### Task description
Transcribe the records in full, keeping every character as it is.
Top of Source records
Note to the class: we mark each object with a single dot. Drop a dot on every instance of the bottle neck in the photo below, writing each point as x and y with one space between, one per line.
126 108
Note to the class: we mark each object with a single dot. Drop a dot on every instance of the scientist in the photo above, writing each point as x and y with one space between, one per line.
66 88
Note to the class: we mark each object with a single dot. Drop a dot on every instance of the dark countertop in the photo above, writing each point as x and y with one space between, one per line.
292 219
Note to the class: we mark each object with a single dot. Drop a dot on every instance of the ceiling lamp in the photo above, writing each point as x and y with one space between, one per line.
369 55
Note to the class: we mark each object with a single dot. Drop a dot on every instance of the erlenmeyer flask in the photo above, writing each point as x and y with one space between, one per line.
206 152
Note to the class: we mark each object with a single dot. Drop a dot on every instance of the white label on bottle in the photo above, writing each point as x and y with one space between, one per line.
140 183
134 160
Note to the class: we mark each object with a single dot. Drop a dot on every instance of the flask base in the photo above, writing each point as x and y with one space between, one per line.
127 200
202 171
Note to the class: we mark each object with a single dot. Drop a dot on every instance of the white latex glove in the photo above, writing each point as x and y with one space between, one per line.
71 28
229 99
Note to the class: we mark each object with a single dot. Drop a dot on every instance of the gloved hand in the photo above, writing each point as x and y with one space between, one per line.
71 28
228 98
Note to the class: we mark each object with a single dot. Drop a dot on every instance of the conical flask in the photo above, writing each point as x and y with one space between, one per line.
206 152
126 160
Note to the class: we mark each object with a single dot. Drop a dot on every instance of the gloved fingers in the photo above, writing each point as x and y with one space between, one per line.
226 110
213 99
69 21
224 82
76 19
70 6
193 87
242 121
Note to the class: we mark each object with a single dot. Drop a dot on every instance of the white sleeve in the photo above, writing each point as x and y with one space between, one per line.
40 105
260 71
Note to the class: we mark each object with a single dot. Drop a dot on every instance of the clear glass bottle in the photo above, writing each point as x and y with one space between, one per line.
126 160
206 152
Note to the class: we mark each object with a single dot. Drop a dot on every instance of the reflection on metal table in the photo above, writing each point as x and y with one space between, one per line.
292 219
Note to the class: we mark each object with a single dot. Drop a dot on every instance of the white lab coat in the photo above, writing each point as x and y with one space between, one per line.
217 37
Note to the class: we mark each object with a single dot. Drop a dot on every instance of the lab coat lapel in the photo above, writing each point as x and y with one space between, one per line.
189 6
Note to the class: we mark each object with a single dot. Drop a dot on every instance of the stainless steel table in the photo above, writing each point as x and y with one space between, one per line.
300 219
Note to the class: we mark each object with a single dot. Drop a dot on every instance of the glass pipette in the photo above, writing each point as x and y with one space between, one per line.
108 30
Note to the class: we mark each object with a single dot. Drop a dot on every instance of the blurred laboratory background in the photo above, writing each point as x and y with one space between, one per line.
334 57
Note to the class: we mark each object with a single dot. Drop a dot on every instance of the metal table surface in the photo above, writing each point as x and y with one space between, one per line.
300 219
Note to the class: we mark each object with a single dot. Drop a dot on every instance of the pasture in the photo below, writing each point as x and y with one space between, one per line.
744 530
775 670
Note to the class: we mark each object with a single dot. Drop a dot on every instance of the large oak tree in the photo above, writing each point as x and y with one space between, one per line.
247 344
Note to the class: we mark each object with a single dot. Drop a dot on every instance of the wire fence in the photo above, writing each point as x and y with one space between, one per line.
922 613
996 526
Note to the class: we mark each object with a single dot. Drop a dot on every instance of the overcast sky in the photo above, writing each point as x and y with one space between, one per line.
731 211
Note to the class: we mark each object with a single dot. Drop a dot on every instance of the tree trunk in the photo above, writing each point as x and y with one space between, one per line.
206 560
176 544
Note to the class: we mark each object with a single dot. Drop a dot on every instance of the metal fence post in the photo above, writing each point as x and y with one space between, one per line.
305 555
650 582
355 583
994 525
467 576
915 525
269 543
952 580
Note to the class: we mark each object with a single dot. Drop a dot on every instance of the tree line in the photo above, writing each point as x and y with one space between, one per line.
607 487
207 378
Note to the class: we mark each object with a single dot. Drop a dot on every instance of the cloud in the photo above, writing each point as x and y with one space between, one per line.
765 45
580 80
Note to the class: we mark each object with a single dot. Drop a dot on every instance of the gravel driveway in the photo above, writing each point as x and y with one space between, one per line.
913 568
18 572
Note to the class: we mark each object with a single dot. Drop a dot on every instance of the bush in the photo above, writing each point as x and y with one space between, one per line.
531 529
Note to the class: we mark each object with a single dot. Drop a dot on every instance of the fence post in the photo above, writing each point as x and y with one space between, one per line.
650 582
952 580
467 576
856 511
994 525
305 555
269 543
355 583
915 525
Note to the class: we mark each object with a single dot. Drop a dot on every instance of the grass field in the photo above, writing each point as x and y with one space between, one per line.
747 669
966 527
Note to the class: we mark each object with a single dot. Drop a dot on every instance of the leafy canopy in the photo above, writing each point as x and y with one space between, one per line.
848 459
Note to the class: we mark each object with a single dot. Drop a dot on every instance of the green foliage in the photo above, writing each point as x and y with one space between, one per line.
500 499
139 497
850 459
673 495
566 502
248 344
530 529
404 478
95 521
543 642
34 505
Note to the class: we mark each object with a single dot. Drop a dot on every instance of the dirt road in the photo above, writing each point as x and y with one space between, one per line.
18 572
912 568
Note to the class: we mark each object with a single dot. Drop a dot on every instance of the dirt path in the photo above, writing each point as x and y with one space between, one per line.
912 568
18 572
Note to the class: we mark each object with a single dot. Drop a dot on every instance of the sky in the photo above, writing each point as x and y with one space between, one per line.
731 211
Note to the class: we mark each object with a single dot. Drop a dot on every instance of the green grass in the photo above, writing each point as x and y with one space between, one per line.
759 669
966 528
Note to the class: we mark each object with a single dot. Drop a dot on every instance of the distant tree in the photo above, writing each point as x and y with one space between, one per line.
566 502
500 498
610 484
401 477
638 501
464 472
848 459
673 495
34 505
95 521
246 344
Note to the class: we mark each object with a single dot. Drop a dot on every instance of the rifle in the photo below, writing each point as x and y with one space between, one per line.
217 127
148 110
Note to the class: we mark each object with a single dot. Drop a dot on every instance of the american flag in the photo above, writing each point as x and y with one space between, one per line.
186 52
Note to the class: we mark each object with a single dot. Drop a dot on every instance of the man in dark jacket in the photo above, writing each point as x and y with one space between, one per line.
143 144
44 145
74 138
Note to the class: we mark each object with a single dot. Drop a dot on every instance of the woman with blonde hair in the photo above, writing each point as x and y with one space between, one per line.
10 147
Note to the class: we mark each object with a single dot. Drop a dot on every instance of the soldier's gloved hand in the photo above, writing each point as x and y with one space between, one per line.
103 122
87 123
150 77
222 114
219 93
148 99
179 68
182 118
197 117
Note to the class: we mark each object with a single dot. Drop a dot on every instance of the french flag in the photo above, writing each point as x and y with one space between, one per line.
Bottom of Source records
### Expected output
Note to the class: we mark each object with a single dot. Drop a dot on every instance of the bottle neck in the photo below, writing each point as x and y with one space between, one per line.
126 108
Note to the class: we mark each object with a single dot. Drop a dot on every instance of the scientist in the photo above, writing each point as x and y with one space between, one per line.
66 88
Note to the class: we mark each object with a single dot. Drop a dot on every instance of the dark countertop in the photo above, writing each point as x and y with one space between, one per line.
292 219
Note to the class: we mark each object with a single dot. Drop a dot on every instance of the ceiling lamp in the photo above, writing each point as x and y with one space between, one per line.
369 55
Note to the class: we mark each object with a single dot. Drop a dot on every instance of the erlenmeyer flask in the photo above, writing each point as x and y with one space between, one per line.
206 152
Note to the class: we mark each object with a single dot. Drop a dot on every instance of the white label on bottle in the photo above, writing each point as x and y with one space between, one per line.
140 183
134 160
Note to the class: we mark each object with a single dot. Drop a dot on every instance of the flask base in the photo above, writing each point as x and y with one space between, one per line.
127 200
202 171
Note to the class: we mark each object with a single dot. Drop a dot on every instance of the white latex glove in the photo above, writing each point as x and y with one space between, one per line.
71 28
229 99
Note to the class: we mark each object with a single dot. Drop a dot on every instance of the gloved hand in the photo above, writing each point as x and y with one space between, one per line.
71 28
228 98
Note to the class: we mark each object with a single dot. Drop a dot on every instance of the conical flask in the photo above, writing each point as x and y with one space between, one per line.
206 152
126 160
Note to the class: we mark each object with a single dot. Drop a dot on every instance of the gloved fingers in the photo above, writing each point as x and y with one space between, one per line.
226 110
213 99
69 21
224 82
76 19
70 6
193 87
242 121
Note to the class: we mark each object with a single dot. Drop a dot on every instance of the white sleeve in the photo above, writing each point as x and y with one space between, one per line.
40 105
260 71
Note to the class: we mark each object with a single dot. Drop a dot on every instance of the clear glass bottle in the photo above, writing each point as x and y with one space between, one per line.
126 160
206 152
Note to the class: we mark each object with a single dot. Drop a dot on every instance of the reflection on metal table in the photo above, writing each point as x and y with one space between, one per line.
292 219
Note to the class: we mark each object with a single dot. Drop a dot on every instance of the white lab coat in the photo above, writing each point as x and y with one space between, one per line.
217 37
Note to the class: we mark each object with a single dot. Drop a dot on every instance of the lab coat lapel in the photo above, writing each point as x and y with one space between, one per line.
189 6
Note to the class: we mark each object with a single dot. Drop a dot on every instance of the stainless steel table in the photo above, writing each point as x and y with one space between, one per line.
300 219
Note to the class: we mark each object with a single dot. Drop a dot on every instance of the glass pipette in the photo above, writing each point as x and y with one space between, one per line.
108 30
Note to the class: we mark each object with a single dot. Drop a dot on every instance of the blurred laboratory background in the photo above, writing each point as x and y with one space between, one per line.
334 57
Note to the class: we mark each object with a single dot. Drop a dot on every instance of the metal table surface in the photo above, writing each point as x and y with one space between, one per line.
300 219
Note to the class: we mark each object with a single dot. Drop a dot on every instance of the pasture in the photo below, writing each point as x and y with one space between, one per line.
744 530
775 670
Note to the class: we mark each object with a single dot. Drop a dot on every instance of the large oak tree in the photo above, writing each point as x and y with one space between, one per line.
247 344
Note to the class: we mark each object with a single dot. Drop a dot on every instance of the wire fence in the photo above, writing each point as x and y with one space between, one per line.
922 613
996 526
Note to the class: we mark each object with a single dot. Drop a dot on every instance of the overcast sky in the photo above, writing each point as x and y with one space between, one per line.
731 211
Note to the class: we mark each object with a single dot. Drop a dot on every instance of the tree trunk in the photo above, writing each point as x and y with one space between, one per line.
206 560
176 544
Note to the class: we mark each object with a single dot. Drop a dot on every instance of the metal fence post in the photo above, writing each point as x and y with one space between, one per line.
305 555
650 582
355 583
994 525
467 576
915 525
269 543
952 580
Note to the class: we mark each object with a single dot. Drop a dot on every instance of the tree line in the photo above, writing each point as x and y with one space between, one per line.
607 487
207 378
Note to the class: we mark each object with a single dot. Drop a dot on every instance of the cloud in the photo above, writing each point as x and y with one space between, one per line.
765 45
580 80
Note to the class: we mark each object with a single dot. Drop a dot on every instance of the gravel driveway in the photo above, writing each point as x and y with one space between, one per line.
913 568
18 572
Note to the class: we mark each object with a single dot. Drop a dot on every instance of the bush in the photo above, writing each point as x and y with one space between, one per line.
531 529
Note to the class: we mark each object with a single dot. Drop a dot on every instance of the fence post in the photo above, writing each point as x and y with one space between, one per line.
650 582
952 580
467 576
856 511
994 525
305 555
269 543
355 583
915 525
Note to the class: we mark each object with a single dot. Drop a dot on every instance of the grass field in the photo above, writing each point as x and y with one space between, one per line.
747 669
966 527
Note to the class: we mark each object with a single dot. Drop a dot on every instance of the leafy canopy in the photo above, writing each point as x and y with one space between, one per line.
848 459
Note to the class: we mark each object with a single dot. Drop a dot on every instance of the green foliage in the photo above, writing each point as x and y with one space between, one per line.
500 499
139 497
850 459
673 495
566 502
248 344
530 529
404 478
95 521
543 642
34 505
Note to the class: we mark each object with a single dot. Drop a dot on every instance of the dirt road in the photo above, writing each point as x and y with one space between, one per line.
18 572
912 568
Note to the class: we mark each object with a single dot. Drop a dot on every instance of the dirt path in the photo above, writing each point as x and y with one space between, one per line.
912 568
18 572
Note to the class: we mark each object with a single dot. Drop a dot on every instance of the sky in the photo above, writing each point as x and y with one space between, one per line.
731 211
Note to the class: we mark each object with a single dot. Drop a dot on every instance of the green grass in the photo above, writing each point as x and y with one space between, one per line.
759 669
966 528
Note to the class: we mark each object with a single dot. Drop a dot on every instance of the distant tree in the photo above, writing each point as x and y with one space between, one per line.
566 502
500 498
610 484
401 477
638 501
464 472
848 459
673 495
34 505
95 521
246 344
Note to the class: we mark each object with a single dot. Drop a dot on every instance of the rifle in the photo below, writing each point as x and y with one space between, one per line.
217 127
148 110
Note to the class: we mark each object with a single dot. Drop a dot on every instance of the american flag in the photo above, writing each point as x and y with one space between, one per line.
186 52
Note to the class: we mark each object with a single dot. Drop a dot on every instance of the man in dark jacket in the photo above, writing each point as x and y with one space between, one per line.
143 144
44 145
74 138
Note to the class: we mark each object with a single dot. Drop a dot on every instance of the woman with blonde hair in the photo above, writing each point as x and y with one space between, one per line.
10 147
Note to the class: we mark each object with a single dot. Drop a dot on every instance of the soldier's gloved hand in the photo above, writing each point as x and y with one space between, one per line.
103 122
87 123
150 77
222 114
219 93
148 99
179 68
182 118
197 117
Note to the class: we mark each object with a single dot. Drop a dot on every instance of the french flag in the photo above, writing each point as x and y with one space between, one per line.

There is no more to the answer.